[Region segmentation data]
***

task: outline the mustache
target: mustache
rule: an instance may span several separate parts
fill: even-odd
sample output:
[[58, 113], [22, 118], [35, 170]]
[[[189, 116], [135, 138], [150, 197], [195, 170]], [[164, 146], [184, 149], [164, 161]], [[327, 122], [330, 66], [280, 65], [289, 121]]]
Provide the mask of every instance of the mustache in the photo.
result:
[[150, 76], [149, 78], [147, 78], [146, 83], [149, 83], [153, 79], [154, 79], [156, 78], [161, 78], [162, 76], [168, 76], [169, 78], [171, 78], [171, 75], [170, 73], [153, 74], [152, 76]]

***

- THE PROBLEM: Write out every line of the records above again, requests included, but shift each point coordinate in the answers by adding 3 to it. Leave the numbers in the requests and their sample outputs unchanged.

- THE RESPONSE:
task: outline the mustache
target: mustache
rule: an instance may span several separate parts
fill: even-odd
sample output:
[[58, 113], [22, 118], [35, 170]]
[[[189, 116], [135, 138], [150, 197], [195, 170]], [[164, 146], [184, 149], [164, 161]], [[327, 122], [330, 66], [280, 65], [289, 121]]]
Provide the mask of every instance of the mustache in the photo.
result:
[[153, 79], [152, 81], [150, 81], [149, 86], [152, 86], [156, 82], [157, 82], [159, 81], [164, 81], [165, 79], [171, 79], [172, 81], [174, 81], [174, 78], [173, 76], [156, 77], [155, 79]]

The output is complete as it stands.